##### Text to read #####
How Aid to Palestinians Hurts – Not Helps – the Peace Process

by Asaf Romirowsky and Alexander H. Joffe, Forward
January 22, 2018

Aid to the Palestinians has had a world of unintended consequences.

Last week, the US announced its intention to delay a $65 million payment to UNRWA, the United Nations Relief and Works Agency. UNRWA is a UN agency specifically dedicated to providing Palestinians with aid. The Trump Administration will be withholding $65 million out of the US’s total annual contribution of over $360 million.

The responses to the US decision have been predictable. The Washington Postimmediately sought out the Gazan on the street, who warned that

Any reduction of aid would be a death sentence for refugees in Gaza. The work is almost nonexistent. There are not enough jobs. Those who work for the Palestinian Authority receive only a stipend, and Hamas employees get a quarter of their salary.

And J Street called the mere threat of a funding freeze “incredibly dangerous, counterproductive and vindictive.”

With an annual budget of some $1.25 billion, UNRWA has thrived as the internationally funded health, education and welfare provider for Palestinian refugees. But the U.S. decision is not only courageous; it is a necessary first step in any resolution of the Israeli-Palestinian conflict. For UNRWA’s patronage sustains two key factors that prolong the Israeli-Palestinian conflict: the ideology of “refugees”, and their ever-inflating numbers.
##### Dataset #####
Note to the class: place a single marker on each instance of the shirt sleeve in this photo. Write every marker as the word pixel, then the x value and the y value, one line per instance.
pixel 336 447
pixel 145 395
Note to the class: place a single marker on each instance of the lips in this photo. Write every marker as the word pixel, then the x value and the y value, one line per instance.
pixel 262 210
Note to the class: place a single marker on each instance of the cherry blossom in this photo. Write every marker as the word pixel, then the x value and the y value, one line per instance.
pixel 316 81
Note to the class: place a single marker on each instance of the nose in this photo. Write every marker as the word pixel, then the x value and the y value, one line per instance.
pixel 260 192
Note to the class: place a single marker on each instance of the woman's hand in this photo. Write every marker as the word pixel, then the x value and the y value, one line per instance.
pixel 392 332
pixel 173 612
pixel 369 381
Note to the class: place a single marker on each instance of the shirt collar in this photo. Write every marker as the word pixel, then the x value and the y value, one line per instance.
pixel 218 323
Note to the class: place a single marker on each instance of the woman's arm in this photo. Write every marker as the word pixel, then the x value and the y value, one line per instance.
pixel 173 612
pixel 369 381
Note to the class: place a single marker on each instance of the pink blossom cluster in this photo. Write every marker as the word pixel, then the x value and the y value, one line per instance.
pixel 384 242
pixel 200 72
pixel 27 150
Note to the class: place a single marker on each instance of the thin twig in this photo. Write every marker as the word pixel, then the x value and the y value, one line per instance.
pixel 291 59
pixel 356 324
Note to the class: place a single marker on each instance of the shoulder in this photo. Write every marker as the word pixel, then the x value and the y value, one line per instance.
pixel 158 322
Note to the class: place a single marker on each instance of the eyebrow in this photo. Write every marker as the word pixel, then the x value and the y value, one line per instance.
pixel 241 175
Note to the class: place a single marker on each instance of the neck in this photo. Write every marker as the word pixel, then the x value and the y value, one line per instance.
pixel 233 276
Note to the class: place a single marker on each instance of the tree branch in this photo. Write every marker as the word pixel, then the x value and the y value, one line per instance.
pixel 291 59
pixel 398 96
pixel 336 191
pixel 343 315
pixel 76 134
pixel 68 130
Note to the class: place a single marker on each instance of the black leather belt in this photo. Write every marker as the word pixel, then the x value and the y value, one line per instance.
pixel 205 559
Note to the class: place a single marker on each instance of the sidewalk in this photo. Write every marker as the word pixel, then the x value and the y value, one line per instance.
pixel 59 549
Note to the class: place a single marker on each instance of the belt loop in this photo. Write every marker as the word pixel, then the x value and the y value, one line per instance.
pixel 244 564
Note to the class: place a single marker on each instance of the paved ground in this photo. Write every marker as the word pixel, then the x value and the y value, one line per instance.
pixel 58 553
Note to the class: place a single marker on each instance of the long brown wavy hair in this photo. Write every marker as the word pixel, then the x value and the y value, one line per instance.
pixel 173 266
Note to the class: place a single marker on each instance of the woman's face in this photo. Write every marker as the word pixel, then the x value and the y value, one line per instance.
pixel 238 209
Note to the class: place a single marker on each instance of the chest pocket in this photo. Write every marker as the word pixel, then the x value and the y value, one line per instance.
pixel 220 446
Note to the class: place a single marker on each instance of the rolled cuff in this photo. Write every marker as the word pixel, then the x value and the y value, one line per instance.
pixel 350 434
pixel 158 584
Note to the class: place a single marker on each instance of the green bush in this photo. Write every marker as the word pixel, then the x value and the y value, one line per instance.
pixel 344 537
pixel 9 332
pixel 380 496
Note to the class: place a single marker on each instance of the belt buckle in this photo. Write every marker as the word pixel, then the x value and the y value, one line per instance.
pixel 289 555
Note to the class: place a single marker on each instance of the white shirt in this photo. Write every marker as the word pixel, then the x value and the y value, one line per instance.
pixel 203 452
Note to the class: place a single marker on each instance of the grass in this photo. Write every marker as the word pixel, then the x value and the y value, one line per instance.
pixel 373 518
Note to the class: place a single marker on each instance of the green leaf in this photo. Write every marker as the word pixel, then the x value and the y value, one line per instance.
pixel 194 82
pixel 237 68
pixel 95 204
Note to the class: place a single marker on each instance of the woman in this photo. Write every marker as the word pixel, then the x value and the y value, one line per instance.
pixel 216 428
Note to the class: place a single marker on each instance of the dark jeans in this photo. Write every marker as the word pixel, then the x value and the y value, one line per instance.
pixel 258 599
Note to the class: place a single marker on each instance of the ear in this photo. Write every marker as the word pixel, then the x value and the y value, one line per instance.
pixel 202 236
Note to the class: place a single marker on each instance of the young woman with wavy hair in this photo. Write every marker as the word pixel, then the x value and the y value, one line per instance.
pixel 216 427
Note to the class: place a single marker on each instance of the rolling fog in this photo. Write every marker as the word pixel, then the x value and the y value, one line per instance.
#####
Parts of the exercise -
A: List every distinct dollar amount given in the article on aid to Palestinians.
B: Put this sentence from the article on aid to Palestinians into Spanish: "UNRWA is a UN agency specifically dedicated to providing Palestinians with aid."
C: Print the part of the article on aid to Palestinians starting at "Aid to the Palestinians" and ending at "over $360 million.".

Solved tasks -
A:
- $65 million
- over $360 million
- $1.25 billion

B: La UNRWA es una agencia de la ONU dedicada específicamente a brindar ayuda a los palestinos.

C:
Aid to the Palestinians has had a world of unintended consequences.

Last week, the US announced its intention to delay a $65 million payment to UNRWA, the United Nations Relief and Works Agency. UNRWA is a UN agency specifically dedicated to providing Palestinians with aid. The Trump Administration will be withholding $65 million out of the US’s total annual contribution of over $360 million.